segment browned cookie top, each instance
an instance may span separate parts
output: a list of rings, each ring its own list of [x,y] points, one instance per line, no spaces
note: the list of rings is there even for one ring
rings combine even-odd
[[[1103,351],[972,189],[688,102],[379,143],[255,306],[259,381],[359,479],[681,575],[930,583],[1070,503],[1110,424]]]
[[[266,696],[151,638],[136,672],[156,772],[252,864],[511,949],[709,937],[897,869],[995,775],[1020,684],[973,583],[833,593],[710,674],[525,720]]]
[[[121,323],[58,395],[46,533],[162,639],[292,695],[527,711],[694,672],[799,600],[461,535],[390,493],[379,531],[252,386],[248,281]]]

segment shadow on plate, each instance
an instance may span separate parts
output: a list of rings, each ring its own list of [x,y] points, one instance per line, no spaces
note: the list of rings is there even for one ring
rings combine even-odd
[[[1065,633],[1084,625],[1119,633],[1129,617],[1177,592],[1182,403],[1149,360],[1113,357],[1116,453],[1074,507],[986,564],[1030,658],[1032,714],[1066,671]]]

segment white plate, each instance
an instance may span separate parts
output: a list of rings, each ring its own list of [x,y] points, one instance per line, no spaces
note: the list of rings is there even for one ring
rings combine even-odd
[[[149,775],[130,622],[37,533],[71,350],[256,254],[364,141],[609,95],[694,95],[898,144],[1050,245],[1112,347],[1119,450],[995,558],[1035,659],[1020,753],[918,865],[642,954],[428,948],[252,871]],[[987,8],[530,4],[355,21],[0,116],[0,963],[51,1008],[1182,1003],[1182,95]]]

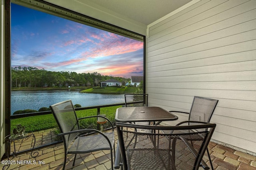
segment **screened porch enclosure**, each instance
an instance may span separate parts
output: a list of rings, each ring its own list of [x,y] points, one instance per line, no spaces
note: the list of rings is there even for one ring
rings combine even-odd
[[[144,83],[148,106],[188,112],[194,96],[218,100],[210,121],[217,125],[210,147],[222,148],[223,154],[239,154],[220,156],[223,159],[216,159],[216,164],[246,155],[244,157],[250,160],[249,166],[256,168],[256,1],[193,0],[148,24],[96,1],[46,2],[145,36]],[[2,54],[3,66],[8,55]],[[4,137],[7,97],[4,95],[3,74],[7,70],[1,69],[0,120]],[[174,125],[188,119],[186,115],[177,115],[177,121],[165,123]],[[5,145],[1,139],[2,156]],[[244,163],[235,166],[238,169]]]

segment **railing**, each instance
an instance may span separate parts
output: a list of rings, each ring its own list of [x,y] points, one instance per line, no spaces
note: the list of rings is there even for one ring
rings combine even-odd
[[[143,103],[143,101],[136,101],[136,102],[129,102],[129,103],[132,104],[140,103]],[[77,108],[75,108],[75,110],[76,111],[78,111],[78,110],[87,110],[87,109],[97,109],[97,114],[99,115],[100,114],[101,108],[107,107],[111,107],[111,106],[125,106],[125,103],[120,103],[108,104],[108,105],[99,105],[99,106],[89,106],[89,107],[77,107]],[[50,111],[31,113],[23,113],[23,114],[18,114],[18,115],[11,115],[10,116],[10,119],[17,119],[17,118],[22,118],[22,117],[29,117],[30,116],[38,116],[38,115],[47,115],[47,114],[52,114],[52,111]],[[98,128],[99,129],[99,128],[100,128],[99,126],[98,126]],[[60,142],[62,142],[62,141],[56,141],[54,143],[49,143],[48,144],[42,145],[38,147],[35,147],[34,149],[40,149],[43,147],[45,147],[47,146],[56,144],[56,143],[59,143]],[[28,152],[28,151],[31,150],[32,149],[28,149],[26,150],[22,150],[21,151],[17,152],[17,153],[18,154],[18,153],[20,153]]]

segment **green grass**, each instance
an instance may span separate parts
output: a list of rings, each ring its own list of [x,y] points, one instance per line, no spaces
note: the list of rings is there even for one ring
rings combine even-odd
[[[105,114],[112,123],[115,122],[115,116],[116,109],[121,106],[112,106],[100,109],[100,113]],[[97,115],[97,109],[93,109],[76,111],[78,118],[90,115]],[[96,128],[97,118],[92,118],[81,121],[80,123],[83,127]],[[49,129],[57,127],[58,125],[52,114],[41,115],[26,117],[15,119],[11,120],[11,133],[16,127],[16,125],[20,124],[24,126],[26,131],[33,132],[40,131]]]
[[[82,93],[100,94],[134,94],[138,88],[125,87],[119,88],[116,87],[106,87],[104,88],[90,88],[82,91]]]

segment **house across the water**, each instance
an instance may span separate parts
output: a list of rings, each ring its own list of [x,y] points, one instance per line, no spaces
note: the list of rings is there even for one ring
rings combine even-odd
[[[143,80],[143,76],[132,76],[131,85],[138,87],[140,85],[140,82]]]
[[[114,79],[110,79],[100,82],[101,87],[107,86],[121,86],[122,83]]]

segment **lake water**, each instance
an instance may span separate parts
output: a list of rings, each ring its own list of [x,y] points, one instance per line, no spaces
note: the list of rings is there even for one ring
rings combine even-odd
[[[97,94],[72,91],[13,91],[11,92],[11,114],[18,110],[38,110],[44,107],[71,100],[73,104],[82,107],[124,103],[124,94]]]

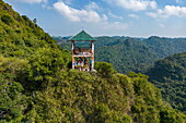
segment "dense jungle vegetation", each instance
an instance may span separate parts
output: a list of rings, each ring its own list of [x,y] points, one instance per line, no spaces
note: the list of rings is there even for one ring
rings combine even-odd
[[[0,123],[184,123],[148,76],[70,70],[71,54],[0,0]]]
[[[173,108],[186,113],[186,52],[155,62],[147,74]]]
[[[71,50],[69,37],[54,37],[62,48]],[[142,72],[159,59],[186,51],[186,38],[96,37],[95,60],[112,63],[119,73]]]

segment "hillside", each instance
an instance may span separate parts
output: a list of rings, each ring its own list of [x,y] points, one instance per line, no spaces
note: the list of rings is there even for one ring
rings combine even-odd
[[[70,53],[0,0],[1,123],[184,123],[148,76],[70,70]]]
[[[186,113],[186,52],[159,60],[147,74],[164,99]]]
[[[54,37],[62,48],[70,50],[68,37]],[[114,65],[120,73],[142,72],[161,58],[186,51],[186,38],[130,38],[130,37],[96,37],[95,60]]]

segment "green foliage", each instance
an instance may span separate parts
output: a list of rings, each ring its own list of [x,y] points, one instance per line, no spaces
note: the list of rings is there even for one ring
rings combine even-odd
[[[106,62],[97,73],[69,70],[70,53],[0,0],[3,15],[12,23],[0,20],[0,122],[185,122],[148,76],[116,73]]]
[[[54,38],[62,48],[71,50],[71,45],[67,41],[69,37]],[[112,63],[119,73],[146,73],[159,59],[186,51],[186,38],[103,36],[96,39],[95,61]]]
[[[103,76],[108,77],[113,73],[115,73],[115,70],[111,63],[107,62],[96,62],[95,63],[95,70]]]
[[[10,25],[13,22],[9,15],[2,15],[1,21],[8,25]]]
[[[155,62],[148,71],[150,81],[155,84],[173,108],[186,112],[186,52],[170,56]]]

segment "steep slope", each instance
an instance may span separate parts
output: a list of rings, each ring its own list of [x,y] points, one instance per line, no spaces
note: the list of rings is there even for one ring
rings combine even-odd
[[[62,48],[70,50],[70,42],[65,37],[55,37]],[[95,60],[109,62],[120,73],[142,72],[161,58],[186,51],[186,38],[130,38],[97,37]]]
[[[186,113],[186,52],[159,60],[147,74],[164,99]]]
[[[49,35],[1,0],[0,13],[0,122],[185,122],[148,76],[105,62],[97,73],[68,70],[69,52]]]

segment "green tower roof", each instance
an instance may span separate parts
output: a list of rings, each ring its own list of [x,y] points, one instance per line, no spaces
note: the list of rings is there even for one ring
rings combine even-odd
[[[75,40],[75,41],[95,41],[96,39],[93,38],[91,35],[89,35],[86,32],[82,30],[75,36],[71,37],[69,39],[70,41]]]

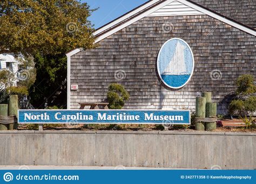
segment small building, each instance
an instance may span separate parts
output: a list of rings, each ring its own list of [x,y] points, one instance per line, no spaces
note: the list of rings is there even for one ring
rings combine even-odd
[[[237,77],[256,77],[255,29],[255,1],[150,1],[97,30],[96,48],[67,53],[68,108],[117,82],[125,109],[194,109],[206,91],[227,113]]]
[[[17,74],[18,70],[19,61],[15,59],[15,55],[11,53],[4,53],[0,54],[0,70],[2,69],[7,69],[12,72],[14,75],[16,79],[13,84],[16,86],[18,79]]]

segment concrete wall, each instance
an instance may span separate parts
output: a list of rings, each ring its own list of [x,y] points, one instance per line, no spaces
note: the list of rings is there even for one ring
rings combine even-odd
[[[0,132],[0,165],[256,168],[256,133]]]

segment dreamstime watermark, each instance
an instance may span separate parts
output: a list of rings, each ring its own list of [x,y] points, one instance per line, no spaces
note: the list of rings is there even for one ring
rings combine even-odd
[[[165,23],[162,25],[162,31],[164,33],[169,33],[174,30],[174,26],[172,23]]]
[[[222,73],[218,69],[214,69],[211,71],[210,73],[211,79],[213,81],[218,81],[221,79]]]
[[[20,81],[25,81],[30,77],[29,71],[26,69],[20,69],[17,73],[17,78]]]
[[[221,170],[221,167],[218,165],[214,165],[212,167],[211,167],[211,169],[213,170]]]
[[[122,165],[117,166],[114,167],[115,170],[125,170],[125,167]]]
[[[6,173],[4,174],[4,180],[6,182],[12,181],[14,179],[14,175],[11,173]]]
[[[74,22],[70,22],[66,25],[66,30],[70,33],[73,33],[77,30],[77,24]]]
[[[122,81],[126,77],[126,73],[123,69],[118,69],[114,72],[114,79],[117,81]]]
[[[51,174],[44,174],[41,175],[23,175],[21,173],[14,175],[10,173],[5,173],[3,175],[3,179],[6,182],[10,182],[14,180],[17,181],[78,181],[79,176],[77,175],[51,175]]]
[[[173,123],[172,121],[164,121],[163,126],[166,129],[171,129],[173,127]]]

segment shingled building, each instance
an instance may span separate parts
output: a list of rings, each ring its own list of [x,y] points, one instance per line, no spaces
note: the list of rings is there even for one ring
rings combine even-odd
[[[97,48],[67,53],[68,108],[104,101],[118,82],[130,94],[125,109],[194,109],[197,95],[210,91],[218,112],[226,113],[236,79],[256,77],[255,29],[254,0],[150,1],[97,30]],[[187,43],[194,63],[179,89],[166,86],[157,68],[160,48],[174,38]]]

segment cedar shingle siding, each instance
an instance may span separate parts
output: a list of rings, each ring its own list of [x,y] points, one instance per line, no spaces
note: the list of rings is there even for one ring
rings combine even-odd
[[[170,32],[163,27],[166,24],[173,26]],[[195,62],[190,81],[176,90],[160,83],[156,70],[159,49],[174,37],[188,44]],[[207,15],[145,17],[99,44],[71,56],[71,84],[79,85],[71,92],[71,109],[104,100],[108,85],[118,82],[131,95],[125,109],[194,109],[197,92],[210,91],[218,112],[225,113],[235,79],[245,74],[256,77],[256,38]],[[115,79],[118,69],[125,72],[123,80]],[[219,80],[211,79],[215,69],[221,72]]]
[[[256,29],[255,0],[191,0],[230,18]]]

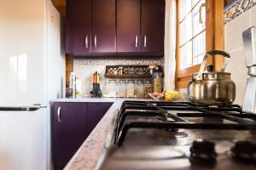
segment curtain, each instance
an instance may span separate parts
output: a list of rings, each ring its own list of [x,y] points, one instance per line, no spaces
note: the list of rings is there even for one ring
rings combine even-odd
[[[176,34],[177,34],[176,0],[166,0],[165,21],[165,88],[175,88],[176,71]]]

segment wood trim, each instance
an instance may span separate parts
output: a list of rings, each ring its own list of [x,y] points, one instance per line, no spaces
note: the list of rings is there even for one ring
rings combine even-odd
[[[177,49],[176,49],[176,60],[177,60],[177,71],[176,71],[176,88],[186,88],[189,82],[191,80],[193,73],[199,71],[200,65],[194,65],[192,67],[179,70],[179,0],[177,2]],[[206,51],[212,49],[224,50],[224,0],[212,1],[206,0]],[[219,70],[223,64],[223,58],[220,56],[209,57],[207,65],[212,64],[215,65],[216,70]]]
[[[214,2],[214,49],[224,50],[224,1]],[[223,63],[223,56],[216,55],[214,58],[216,71],[221,70]]]
[[[178,73],[179,73],[179,64],[180,64],[180,60],[179,60],[179,55],[180,55],[180,51],[179,51],[179,34],[180,34],[180,26],[179,26],[179,4],[180,4],[180,0],[177,0],[177,5],[176,5],[176,11],[177,11],[177,34],[176,34],[176,71],[175,71],[175,87],[176,88],[182,88],[182,86],[180,85],[180,81],[177,80]]]
[[[69,76],[73,71],[73,57],[72,55],[66,55],[66,88],[69,87]]]

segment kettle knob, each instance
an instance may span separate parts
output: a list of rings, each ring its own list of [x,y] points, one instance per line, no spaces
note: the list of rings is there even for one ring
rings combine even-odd
[[[208,72],[213,72],[214,71],[214,65],[209,65],[207,67],[207,71]]]

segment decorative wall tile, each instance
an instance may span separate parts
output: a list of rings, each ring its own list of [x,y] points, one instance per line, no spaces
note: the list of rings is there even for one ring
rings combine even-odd
[[[225,7],[224,23],[228,23],[256,4],[256,0],[233,0]]]
[[[74,65],[163,65],[163,60],[76,60],[73,63]]]

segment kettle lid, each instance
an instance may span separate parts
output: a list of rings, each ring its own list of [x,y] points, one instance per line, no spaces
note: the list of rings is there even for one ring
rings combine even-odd
[[[209,65],[207,66],[207,70],[205,71],[202,74],[203,80],[229,80],[230,79],[231,73],[223,72],[223,71],[215,71],[214,65]],[[196,80],[198,72],[192,75],[192,80]]]

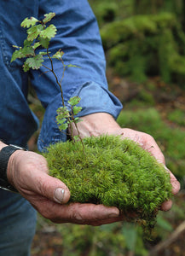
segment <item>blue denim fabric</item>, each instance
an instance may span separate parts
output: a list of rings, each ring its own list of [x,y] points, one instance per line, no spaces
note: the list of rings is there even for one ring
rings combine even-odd
[[[61,106],[59,87],[52,73],[44,68],[22,71],[22,60],[10,62],[14,49],[26,38],[20,27],[26,17],[38,20],[55,12],[52,22],[57,36],[50,44],[50,52],[64,52],[65,64],[70,67],[62,81],[65,102],[78,95],[83,108],[81,116],[105,112],[118,117],[122,105],[108,91],[105,75],[106,61],[96,20],[87,0],[0,0],[0,139],[6,143],[25,147],[38,128],[38,120],[27,103],[28,80],[45,108],[45,115],[38,142],[40,151],[49,143],[66,141],[55,119]],[[49,61],[44,65],[49,66]],[[54,63],[55,73],[61,76],[61,64]],[[41,75],[42,74],[42,75]],[[0,255],[21,256],[27,250],[34,233],[35,212],[21,196],[0,189]]]
[[[43,150],[50,143],[65,141],[55,123],[55,111],[61,106],[60,90],[52,73],[41,75],[39,71],[22,71],[22,61],[10,62],[12,45],[21,46],[26,30],[20,23],[26,17],[42,19],[45,13],[55,12],[53,19],[57,36],[50,44],[50,51],[61,49],[66,64],[76,64],[81,68],[70,67],[62,82],[64,98],[78,94],[82,98],[81,115],[106,112],[115,119],[122,106],[108,91],[105,75],[106,61],[96,20],[86,0],[1,0],[0,1],[0,138],[6,143],[25,146],[38,129],[38,122],[29,109],[26,96],[28,79],[31,79],[38,96],[46,108],[38,139]],[[44,65],[49,66],[49,61]],[[61,64],[55,62],[55,73],[61,76]]]
[[[0,256],[28,256],[36,211],[18,194],[0,189]]]

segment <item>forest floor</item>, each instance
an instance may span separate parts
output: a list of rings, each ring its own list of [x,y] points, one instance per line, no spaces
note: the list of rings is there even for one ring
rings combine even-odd
[[[126,81],[119,77],[113,76],[112,71],[107,72],[107,79],[110,90],[122,102],[124,102],[125,108],[127,108],[127,104],[130,105],[130,102],[133,99],[136,98],[138,100],[142,100],[141,98],[142,95],[142,92],[144,90],[147,95],[145,94],[145,97],[142,95],[142,97],[144,97],[143,100],[149,102],[152,99],[153,107],[154,106],[154,108],[160,112],[160,114],[166,124],[171,127],[176,127],[178,125],[177,124],[170,121],[167,119],[167,116],[169,113],[175,108],[185,111],[185,89],[182,90],[181,87],[174,84],[173,86],[166,84],[162,82],[159,78],[153,78],[146,84],[137,84]],[[150,85],[147,86],[148,84]],[[136,104],[133,107],[133,111],[136,108],[138,109],[138,108],[140,107]],[[185,126],[181,126],[181,129],[185,130]],[[29,143],[31,148],[35,148],[36,139],[37,136],[31,139]],[[179,201],[179,207],[181,207],[181,202],[185,201],[185,193],[183,190],[177,195],[177,199]],[[181,224],[182,226],[180,226]],[[174,231],[173,235],[170,235],[168,239],[165,241],[150,246],[149,252],[152,252],[152,250],[155,251],[155,253],[153,255],[185,256],[185,222],[176,222],[174,225],[176,233]],[[62,255],[61,245],[61,234],[57,231],[55,224],[44,222],[44,220],[39,217],[38,227],[32,247],[32,256]],[[125,254],[124,256],[134,255],[139,254],[129,252],[128,254]],[[88,254],[84,254],[82,252],[81,256],[88,256]]]

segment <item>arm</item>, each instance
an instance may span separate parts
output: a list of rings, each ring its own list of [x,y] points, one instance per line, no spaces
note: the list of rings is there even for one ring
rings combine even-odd
[[[0,142],[0,150],[7,146]],[[36,153],[17,150],[9,158],[7,169],[9,183],[41,215],[55,223],[100,225],[119,221],[116,207],[73,203],[66,205],[70,192],[60,180],[48,175],[45,159]]]

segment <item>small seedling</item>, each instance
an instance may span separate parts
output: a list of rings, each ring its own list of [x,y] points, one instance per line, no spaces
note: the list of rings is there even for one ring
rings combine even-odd
[[[30,19],[26,18],[22,23],[21,26],[27,29],[27,38],[24,41],[24,46],[13,45],[16,49],[12,55],[11,61],[16,59],[26,58],[23,64],[23,70],[27,72],[32,69],[39,69],[41,67],[45,67],[46,72],[51,72],[55,78],[57,85],[60,88],[61,95],[62,107],[57,109],[56,122],[58,124],[59,129],[62,131],[68,128],[71,130],[72,140],[77,138],[73,136],[72,123],[74,124],[76,130],[78,131],[78,137],[80,139],[81,143],[83,141],[79,135],[79,131],[78,129],[77,123],[80,121],[80,119],[75,117],[82,109],[81,107],[77,105],[80,102],[78,96],[74,96],[68,101],[71,106],[68,109],[64,103],[63,90],[61,83],[64,78],[64,73],[68,67],[78,67],[76,65],[69,64],[66,65],[63,61],[62,56],[64,52],[60,49],[55,54],[49,52],[49,42],[55,36],[57,29],[55,25],[48,25],[52,18],[55,15],[55,13],[46,14],[43,20],[38,20],[34,17]],[[44,65],[44,60],[49,59],[50,61],[50,67],[46,67]],[[63,69],[61,78],[60,79],[55,70],[53,61],[58,60],[61,62],[61,67]]]
[[[61,131],[70,127],[73,143],[59,143],[47,148],[44,156],[49,173],[68,186],[69,202],[114,206],[127,216],[128,221],[135,220],[151,230],[161,204],[172,195],[170,175],[148,152],[129,139],[113,136],[80,137],[77,125],[79,119],[75,117],[81,111],[78,107],[80,98],[71,98],[68,109],[62,91],[66,69],[77,66],[65,65],[61,49],[55,54],[49,52],[49,42],[56,34],[56,27],[48,22],[54,16],[49,13],[41,21],[33,17],[22,21],[21,26],[27,29],[27,38],[23,47],[14,46],[16,49],[11,60],[25,58],[25,72],[44,67],[46,73],[53,73],[60,87],[62,106],[57,109],[56,121]],[[50,67],[44,65],[45,59],[49,60]],[[54,61],[61,61],[61,79],[54,70]],[[72,124],[78,140],[73,136]],[[134,218],[130,212],[136,214]]]

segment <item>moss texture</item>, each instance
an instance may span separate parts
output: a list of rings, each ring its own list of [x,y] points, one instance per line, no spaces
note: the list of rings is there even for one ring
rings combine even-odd
[[[151,224],[161,203],[171,197],[164,167],[129,139],[101,136],[84,143],[85,153],[80,142],[66,142],[51,145],[45,154],[50,175],[69,188],[70,202],[115,206]]]

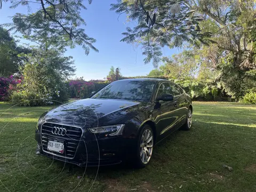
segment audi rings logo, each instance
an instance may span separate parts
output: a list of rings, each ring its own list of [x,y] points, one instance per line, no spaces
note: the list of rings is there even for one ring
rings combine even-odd
[[[54,126],[53,128],[52,128],[52,133],[64,136],[67,134],[67,130],[65,128],[60,128]]]

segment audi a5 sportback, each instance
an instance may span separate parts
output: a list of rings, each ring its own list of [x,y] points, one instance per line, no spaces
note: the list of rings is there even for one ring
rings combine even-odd
[[[129,159],[143,167],[155,145],[180,127],[190,129],[192,110],[189,96],[170,81],[116,81],[43,114],[37,153],[79,166]]]

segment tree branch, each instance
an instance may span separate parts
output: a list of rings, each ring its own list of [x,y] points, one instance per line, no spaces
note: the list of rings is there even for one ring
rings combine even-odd
[[[45,9],[45,7],[44,7],[43,0],[40,0],[40,1],[41,2],[41,5],[42,5],[42,7],[43,8],[43,10],[44,11],[44,18],[46,18],[46,14],[48,15],[48,16],[49,16],[50,18],[52,21],[57,22],[59,25],[59,26],[60,27],[61,27],[61,28],[66,31],[66,33],[67,33],[69,35],[69,37],[71,37],[71,34],[69,33],[69,32],[68,32],[67,30],[67,29],[64,27],[64,26],[63,26],[59,21],[57,20],[56,19],[53,19],[52,17],[52,16],[51,16],[51,15],[49,14],[49,13],[48,13],[47,12],[46,10]],[[46,0],[46,1],[47,1],[47,0]]]

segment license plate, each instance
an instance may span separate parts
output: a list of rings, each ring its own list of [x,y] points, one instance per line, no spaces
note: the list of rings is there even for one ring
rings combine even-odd
[[[63,154],[64,153],[64,144],[62,142],[49,140],[47,149],[52,151]]]

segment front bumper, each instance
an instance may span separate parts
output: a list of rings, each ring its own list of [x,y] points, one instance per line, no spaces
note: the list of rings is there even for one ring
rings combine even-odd
[[[81,166],[110,165],[121,163],[131,153],[132,143],[135,143],[122,135],[97,138],[95,135],[89,135],[89,134],[88,132],[83,133],[81,139],[78,141],[74,157],[70,158],[65,153],[59,154],[45,150],[45,148],[42,147],[41,133],[36,130],[35,139],[38,142],[36,154]],[[64,143],[66,142],[66,139],[58,137],[53,139],[61,140]]]

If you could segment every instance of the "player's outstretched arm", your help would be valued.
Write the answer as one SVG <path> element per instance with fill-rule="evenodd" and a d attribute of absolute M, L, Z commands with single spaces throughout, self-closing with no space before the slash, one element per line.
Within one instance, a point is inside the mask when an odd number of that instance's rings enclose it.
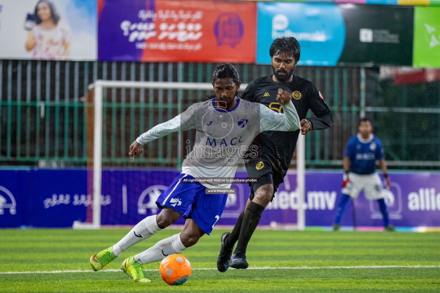
<path fill-rule="evenodd" d="M 133 161 L 134 156 L 142 152 L 143 149 L 141 146 L 143 145 L 175 131 L 195 128 L 196 123 L 194 117 L 198 109 L 197 104 L 193 104 L 186 111 L 172 119 L 158 124 L 147 132 L 141 134 L 130 146 L 128 154 L 131 156 L 132 162 Z"/>
<path fill-rule="evenodd" d="M 277 101 L 281 105 L 284 113 L 277 113 L 263 104 L 260 104 L 260 131 L 270 130 L 294 131 L 300 129 L 300 119 L 287 92 L 278 89 Z"/>

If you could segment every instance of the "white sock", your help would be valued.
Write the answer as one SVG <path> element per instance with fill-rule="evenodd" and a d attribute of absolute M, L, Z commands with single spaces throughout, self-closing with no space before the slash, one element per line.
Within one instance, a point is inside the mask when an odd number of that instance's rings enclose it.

**Task description:** Report every line of the listing above that contains the word "could", matching its case exactly.

**Reply to the task:**
If you could segment every instance of the "player's outstretched arm", your help would be valued.
If you could segment every instance of the "white sock", your help would be valued.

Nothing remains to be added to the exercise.